→ **TEXTO FORNECIDO**

——————

Quando Alvin Toffler e a cantora Pitty coincidem


Como um dos representantes da chamada corrente de autores pós-industrialistas, é preciso creditar a Alvin Toffler a sábia intuição de uma terceira onda quando, ainda na década de 1960, boa parte dos pesquisadores acadêmicos mal concebia o que acabou sendo denominado “Terceira Revolução Industrial”. Toffler se distingue ao afirmar que a era da chaminé (ou da máquina) foi superada.

Não haveria mais razões para falar de civilização industrial, mas de uma economia super simbólica, que se baseia nos computadores, na troca de dados, de informações e de conhecimento. Toffler confere, assim, um mesmo estatuto teórico a três “ondas”: a) primeira, entendida como a revolução agrícola; b) segunda, identificada como a revolução industrial; c) terceira, correspondente a uma revolução da informação.

De maneira que a atual revolução tecnológica equivale a uma nova e terceira aceleração da história, e não a mais um desdobramento da Revolução Industrial. Importante percepção.

Cabe alertar, no entanto, que a visão de Toffler, como a de outros autores pós-industrialistas, incorre num viés tecnicista, porque, ao eleger o fator técnico como motor da história, não levam em consideração as contradições sociais que fecundam e movem essa mesma história.

 

Crítica do discurso ideológico em torno do milagre técnico, a cantora Pitty, em sua fabulosa música Admirável Chip Novo (2003), oferece uma letra bastante ilustrativa sobre os limites da revolução da informação que pretende captar a lei da evolução social: “Pane no sistema alguém me desconfigurou/Aonde estão meus olhos de robô?/Eu não sabia, eu não tinha percebido/Eu sempre achei que era vivo/Parafuso e fluído em lugar de articulação/Até achava que aqui batia um coração/Nada é orgânico é tudo programado/E eu achando que tinha me libertado/Mas lá vem eles novamente, eu sei o que vão fazer:/Reinstalar o sistema/Pense, fale, compre, beba/Leia, vote, não se esqueça/Use, seja, ouça, diga/Tenha, more, gaste, viva/Pense, fale, compre, beba/Leia, vote, não se esqueça/Use, seja, ouça, diga/Não senhor, Sim senhor,/Não senhor, Sim senhor”.

——————

→ **DADOS FORNECIDOS**
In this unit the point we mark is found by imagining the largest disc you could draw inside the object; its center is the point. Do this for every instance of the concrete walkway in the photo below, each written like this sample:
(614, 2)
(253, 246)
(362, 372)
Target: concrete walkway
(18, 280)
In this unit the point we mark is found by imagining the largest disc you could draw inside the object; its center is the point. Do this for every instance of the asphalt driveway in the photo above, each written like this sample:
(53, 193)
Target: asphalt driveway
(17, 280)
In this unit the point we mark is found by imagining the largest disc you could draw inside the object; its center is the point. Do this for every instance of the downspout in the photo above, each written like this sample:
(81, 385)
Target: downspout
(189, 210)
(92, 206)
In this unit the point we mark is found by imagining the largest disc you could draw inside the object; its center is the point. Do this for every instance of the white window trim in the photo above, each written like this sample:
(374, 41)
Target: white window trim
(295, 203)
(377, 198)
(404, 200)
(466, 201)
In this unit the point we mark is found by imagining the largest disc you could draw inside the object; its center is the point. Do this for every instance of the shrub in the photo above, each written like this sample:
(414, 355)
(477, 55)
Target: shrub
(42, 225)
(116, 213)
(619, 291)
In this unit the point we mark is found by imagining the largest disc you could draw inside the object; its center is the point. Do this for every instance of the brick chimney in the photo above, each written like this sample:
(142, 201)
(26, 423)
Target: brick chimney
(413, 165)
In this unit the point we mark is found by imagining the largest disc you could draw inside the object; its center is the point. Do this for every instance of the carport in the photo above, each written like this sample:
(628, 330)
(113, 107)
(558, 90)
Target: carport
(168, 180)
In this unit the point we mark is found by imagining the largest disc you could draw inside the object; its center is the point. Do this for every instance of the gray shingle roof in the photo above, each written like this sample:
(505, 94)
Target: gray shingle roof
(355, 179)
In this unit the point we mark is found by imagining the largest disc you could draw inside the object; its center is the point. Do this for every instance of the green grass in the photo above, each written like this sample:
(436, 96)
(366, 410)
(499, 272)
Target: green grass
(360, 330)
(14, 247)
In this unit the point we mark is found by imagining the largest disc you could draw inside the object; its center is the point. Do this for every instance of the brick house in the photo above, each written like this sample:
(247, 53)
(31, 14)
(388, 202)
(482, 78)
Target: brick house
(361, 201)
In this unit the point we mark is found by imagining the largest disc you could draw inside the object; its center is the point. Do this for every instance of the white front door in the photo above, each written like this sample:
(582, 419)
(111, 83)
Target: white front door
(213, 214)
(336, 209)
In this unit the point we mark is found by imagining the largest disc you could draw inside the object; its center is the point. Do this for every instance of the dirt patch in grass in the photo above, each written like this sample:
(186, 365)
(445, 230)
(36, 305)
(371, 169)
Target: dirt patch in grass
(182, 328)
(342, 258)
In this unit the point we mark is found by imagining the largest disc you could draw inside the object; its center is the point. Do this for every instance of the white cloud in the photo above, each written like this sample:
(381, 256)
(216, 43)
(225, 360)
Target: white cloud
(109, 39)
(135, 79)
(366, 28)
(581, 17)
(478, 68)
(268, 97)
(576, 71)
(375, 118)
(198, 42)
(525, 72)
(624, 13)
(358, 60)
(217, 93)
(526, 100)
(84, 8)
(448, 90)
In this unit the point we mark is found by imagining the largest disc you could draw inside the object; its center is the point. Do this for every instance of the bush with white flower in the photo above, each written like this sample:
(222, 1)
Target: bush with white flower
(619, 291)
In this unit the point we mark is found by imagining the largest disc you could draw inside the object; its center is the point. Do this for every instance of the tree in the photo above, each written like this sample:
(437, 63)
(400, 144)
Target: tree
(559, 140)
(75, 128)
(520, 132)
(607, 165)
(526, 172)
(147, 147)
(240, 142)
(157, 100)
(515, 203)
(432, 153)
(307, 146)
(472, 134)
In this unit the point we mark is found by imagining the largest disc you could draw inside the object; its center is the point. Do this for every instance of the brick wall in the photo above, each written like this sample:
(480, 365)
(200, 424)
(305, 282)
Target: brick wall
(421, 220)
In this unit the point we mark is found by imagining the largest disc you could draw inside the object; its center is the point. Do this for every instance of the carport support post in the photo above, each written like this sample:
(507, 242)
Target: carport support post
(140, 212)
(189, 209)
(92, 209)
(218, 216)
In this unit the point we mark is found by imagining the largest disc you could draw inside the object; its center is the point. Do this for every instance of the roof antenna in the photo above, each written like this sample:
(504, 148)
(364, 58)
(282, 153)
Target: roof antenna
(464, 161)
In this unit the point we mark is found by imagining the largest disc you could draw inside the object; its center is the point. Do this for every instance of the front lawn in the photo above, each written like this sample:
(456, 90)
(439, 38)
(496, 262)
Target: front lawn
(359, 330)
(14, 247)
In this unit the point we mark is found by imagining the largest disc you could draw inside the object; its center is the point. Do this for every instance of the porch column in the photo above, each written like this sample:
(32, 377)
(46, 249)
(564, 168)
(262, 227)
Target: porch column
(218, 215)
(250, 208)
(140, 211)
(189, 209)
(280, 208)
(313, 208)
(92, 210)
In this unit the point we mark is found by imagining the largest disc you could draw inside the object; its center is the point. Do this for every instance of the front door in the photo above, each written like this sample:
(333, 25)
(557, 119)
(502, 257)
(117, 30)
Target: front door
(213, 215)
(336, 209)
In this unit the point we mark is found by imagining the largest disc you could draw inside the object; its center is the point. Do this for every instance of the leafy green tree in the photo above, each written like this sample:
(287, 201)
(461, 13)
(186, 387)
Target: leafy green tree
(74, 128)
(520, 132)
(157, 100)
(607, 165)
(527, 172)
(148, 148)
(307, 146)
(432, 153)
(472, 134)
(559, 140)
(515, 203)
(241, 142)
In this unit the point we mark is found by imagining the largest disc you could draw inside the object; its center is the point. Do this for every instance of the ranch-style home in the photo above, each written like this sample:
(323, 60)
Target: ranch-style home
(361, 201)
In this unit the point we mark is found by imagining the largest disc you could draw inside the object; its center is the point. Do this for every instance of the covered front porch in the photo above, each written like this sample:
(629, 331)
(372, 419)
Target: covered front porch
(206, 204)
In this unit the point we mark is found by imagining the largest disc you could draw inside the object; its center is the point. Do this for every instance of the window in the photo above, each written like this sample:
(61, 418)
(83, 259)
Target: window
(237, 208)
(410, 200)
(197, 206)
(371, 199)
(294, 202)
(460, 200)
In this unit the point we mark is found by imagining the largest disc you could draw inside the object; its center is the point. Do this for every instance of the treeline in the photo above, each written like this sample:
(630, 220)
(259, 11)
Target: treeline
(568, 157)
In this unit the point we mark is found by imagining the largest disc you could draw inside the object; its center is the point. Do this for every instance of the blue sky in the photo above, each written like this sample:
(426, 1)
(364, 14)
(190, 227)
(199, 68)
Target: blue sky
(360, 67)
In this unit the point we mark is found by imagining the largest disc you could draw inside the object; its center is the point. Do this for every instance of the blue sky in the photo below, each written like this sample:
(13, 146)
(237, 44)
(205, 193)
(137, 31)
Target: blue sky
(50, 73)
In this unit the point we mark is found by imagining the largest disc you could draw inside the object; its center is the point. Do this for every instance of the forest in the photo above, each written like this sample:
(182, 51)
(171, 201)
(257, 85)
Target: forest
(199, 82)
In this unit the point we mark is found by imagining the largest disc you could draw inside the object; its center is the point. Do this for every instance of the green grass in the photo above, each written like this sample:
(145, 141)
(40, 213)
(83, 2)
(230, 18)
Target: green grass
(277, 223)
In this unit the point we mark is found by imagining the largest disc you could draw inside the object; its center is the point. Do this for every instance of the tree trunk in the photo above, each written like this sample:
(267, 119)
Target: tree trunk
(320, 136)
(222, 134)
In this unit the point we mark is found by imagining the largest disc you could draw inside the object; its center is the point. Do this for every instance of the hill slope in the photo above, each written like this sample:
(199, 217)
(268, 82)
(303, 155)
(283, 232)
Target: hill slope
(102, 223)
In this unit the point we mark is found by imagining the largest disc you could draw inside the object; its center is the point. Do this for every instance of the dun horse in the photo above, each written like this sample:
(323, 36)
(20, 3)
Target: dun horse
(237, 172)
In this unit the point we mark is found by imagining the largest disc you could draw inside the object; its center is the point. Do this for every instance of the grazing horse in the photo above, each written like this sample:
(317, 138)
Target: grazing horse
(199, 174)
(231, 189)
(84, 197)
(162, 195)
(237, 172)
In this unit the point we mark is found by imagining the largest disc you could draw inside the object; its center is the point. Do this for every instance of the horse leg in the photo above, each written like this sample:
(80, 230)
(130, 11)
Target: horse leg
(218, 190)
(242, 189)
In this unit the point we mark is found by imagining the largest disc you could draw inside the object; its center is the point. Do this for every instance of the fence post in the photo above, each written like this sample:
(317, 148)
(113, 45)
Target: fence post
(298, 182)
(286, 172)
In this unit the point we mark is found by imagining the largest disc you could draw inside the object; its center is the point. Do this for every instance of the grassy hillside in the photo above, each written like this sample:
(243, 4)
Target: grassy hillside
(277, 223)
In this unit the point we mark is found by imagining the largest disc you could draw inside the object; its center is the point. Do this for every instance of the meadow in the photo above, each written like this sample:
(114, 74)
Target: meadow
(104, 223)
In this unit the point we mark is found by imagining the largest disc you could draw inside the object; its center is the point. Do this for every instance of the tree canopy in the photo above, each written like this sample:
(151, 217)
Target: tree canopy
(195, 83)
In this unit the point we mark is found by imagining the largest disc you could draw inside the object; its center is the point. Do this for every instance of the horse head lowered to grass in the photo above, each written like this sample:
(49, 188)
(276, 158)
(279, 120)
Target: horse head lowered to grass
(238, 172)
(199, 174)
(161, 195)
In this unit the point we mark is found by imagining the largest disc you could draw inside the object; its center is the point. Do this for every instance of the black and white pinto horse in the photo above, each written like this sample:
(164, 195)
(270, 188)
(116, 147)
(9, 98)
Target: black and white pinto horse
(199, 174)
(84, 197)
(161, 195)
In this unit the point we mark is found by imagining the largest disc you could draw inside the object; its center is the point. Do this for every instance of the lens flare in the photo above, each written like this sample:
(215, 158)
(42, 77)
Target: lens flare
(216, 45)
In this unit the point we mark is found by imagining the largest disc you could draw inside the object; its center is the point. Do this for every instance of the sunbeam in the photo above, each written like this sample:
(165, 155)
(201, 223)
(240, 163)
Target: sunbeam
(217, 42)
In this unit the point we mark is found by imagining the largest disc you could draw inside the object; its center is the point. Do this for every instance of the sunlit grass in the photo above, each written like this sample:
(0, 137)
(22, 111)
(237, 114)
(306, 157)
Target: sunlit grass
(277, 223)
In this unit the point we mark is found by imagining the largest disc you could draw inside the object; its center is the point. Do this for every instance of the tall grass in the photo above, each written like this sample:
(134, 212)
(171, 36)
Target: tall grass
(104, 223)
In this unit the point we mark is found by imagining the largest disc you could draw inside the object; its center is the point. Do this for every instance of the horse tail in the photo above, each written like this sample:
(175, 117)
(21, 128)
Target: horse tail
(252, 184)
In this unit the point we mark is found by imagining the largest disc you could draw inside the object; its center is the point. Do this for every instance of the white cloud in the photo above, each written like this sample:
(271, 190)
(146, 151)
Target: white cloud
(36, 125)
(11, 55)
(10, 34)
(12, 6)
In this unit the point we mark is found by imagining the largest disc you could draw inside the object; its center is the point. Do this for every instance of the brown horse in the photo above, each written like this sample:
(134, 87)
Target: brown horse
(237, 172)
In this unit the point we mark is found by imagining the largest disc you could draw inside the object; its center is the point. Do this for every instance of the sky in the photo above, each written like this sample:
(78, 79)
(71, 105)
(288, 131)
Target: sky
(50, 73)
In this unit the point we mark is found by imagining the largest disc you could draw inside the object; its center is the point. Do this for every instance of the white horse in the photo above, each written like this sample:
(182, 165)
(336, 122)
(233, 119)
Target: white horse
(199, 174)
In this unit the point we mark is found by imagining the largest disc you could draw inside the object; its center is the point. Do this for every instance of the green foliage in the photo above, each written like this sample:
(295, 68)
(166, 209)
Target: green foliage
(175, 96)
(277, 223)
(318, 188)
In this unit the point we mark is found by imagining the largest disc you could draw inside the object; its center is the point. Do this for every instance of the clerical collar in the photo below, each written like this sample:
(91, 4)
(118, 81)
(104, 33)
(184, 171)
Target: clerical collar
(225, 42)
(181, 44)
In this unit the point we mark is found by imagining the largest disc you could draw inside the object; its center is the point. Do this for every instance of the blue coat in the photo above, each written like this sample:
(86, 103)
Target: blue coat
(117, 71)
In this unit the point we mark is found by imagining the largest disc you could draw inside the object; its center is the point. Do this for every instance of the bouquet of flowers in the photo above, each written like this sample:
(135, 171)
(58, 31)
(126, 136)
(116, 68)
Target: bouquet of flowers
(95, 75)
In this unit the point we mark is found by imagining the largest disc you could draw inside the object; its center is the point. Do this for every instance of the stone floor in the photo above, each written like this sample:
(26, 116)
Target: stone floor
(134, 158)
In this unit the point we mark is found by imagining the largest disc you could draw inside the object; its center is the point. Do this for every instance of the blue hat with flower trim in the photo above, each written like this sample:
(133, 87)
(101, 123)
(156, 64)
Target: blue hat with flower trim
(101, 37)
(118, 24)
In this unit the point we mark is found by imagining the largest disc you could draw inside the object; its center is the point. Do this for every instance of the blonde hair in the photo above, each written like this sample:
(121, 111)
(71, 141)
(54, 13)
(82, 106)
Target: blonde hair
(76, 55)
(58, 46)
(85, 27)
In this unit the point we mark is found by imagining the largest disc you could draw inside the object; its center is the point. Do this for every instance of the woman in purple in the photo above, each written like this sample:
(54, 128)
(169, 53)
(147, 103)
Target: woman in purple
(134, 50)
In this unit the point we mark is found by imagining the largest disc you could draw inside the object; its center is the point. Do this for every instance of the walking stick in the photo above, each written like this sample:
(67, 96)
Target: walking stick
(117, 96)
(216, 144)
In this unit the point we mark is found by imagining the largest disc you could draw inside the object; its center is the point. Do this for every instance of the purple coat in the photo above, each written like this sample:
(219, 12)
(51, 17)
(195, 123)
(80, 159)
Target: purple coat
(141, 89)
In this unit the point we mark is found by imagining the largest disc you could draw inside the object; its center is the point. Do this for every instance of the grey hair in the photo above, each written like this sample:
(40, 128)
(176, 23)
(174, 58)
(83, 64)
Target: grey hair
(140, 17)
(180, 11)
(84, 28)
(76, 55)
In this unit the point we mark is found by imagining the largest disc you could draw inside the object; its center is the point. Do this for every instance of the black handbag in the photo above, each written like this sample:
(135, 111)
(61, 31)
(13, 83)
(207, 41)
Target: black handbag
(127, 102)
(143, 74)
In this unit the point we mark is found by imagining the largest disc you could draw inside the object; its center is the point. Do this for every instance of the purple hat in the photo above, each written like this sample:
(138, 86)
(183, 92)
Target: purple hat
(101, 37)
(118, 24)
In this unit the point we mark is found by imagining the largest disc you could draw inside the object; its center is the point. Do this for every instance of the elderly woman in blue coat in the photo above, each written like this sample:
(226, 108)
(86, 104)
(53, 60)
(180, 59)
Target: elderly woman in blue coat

——————

→ **AÇÕES NECESSÁRIAS**
(1) Por favor, copie do texto fornecido o trecho que começa nas palavras "Quando Alvin Toffler" e termina após "revolução da informação.".
(2) No texto fornecido, a que revolução corresponde a primeira onda de Toffler?

→ **RESPOSTAS ÀS TAREFAS**
(1)
Quando Alvin Toffler e a cantora Pitty coincidem


Como um dos representantes da chamada corrente de autores pós-industrialistas, é preciso creditar a Alvin Toffler a sábia intuição de uma terceira onda quando, ainda na década de 1960, boa parte dos pesquisadores acadêmicos mal concebia o que acabou sendo denominado “Terceira Revolução Industrial”. Toffler se distingue ao afirmar que a era da chaminé (ou da máquina) foi superada.

Não haveria mais razões para falar de civilização industrial, mas de uma economia super simbólica, que se baseia nos computadores, na troca de dados, de informações e de conhecimento. Toffler confere, assim, um mesmo estatuto teórico a três “ondas”: a) primeira, entendida como a revolução agrícola; b) segunda, identificada como a revolução industrial; c) terceira, correspondente a uma revolução da informação.

(2) À revolução agrícola.